Scan the entries below and state how many lines contain "piece". No other output.

(Dataset items)
▽

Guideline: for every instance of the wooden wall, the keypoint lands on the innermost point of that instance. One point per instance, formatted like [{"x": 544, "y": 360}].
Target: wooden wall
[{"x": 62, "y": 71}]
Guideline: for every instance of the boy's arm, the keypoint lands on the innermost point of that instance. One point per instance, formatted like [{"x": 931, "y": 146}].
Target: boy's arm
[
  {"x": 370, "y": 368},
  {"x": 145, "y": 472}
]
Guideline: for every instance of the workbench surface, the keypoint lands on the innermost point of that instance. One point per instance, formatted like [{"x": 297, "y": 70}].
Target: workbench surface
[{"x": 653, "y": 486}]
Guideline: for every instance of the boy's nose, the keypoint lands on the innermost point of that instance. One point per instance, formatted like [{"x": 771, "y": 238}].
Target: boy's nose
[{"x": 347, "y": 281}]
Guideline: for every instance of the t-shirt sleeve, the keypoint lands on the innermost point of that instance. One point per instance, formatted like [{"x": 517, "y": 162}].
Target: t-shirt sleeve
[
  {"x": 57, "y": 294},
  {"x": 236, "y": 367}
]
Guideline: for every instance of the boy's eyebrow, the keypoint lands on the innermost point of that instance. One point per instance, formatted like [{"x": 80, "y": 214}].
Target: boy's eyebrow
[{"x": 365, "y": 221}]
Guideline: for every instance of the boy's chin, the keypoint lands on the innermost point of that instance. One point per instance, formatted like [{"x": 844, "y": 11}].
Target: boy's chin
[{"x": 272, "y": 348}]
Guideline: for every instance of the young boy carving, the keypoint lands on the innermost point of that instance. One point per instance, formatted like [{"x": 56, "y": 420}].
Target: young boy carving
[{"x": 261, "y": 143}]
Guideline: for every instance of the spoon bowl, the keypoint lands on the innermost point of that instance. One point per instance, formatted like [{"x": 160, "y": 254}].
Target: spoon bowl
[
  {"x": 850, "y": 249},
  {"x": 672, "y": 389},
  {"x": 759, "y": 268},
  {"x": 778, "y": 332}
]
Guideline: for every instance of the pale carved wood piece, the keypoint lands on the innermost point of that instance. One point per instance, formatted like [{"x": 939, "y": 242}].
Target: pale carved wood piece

△

* COMPLETED EXERCISE: 2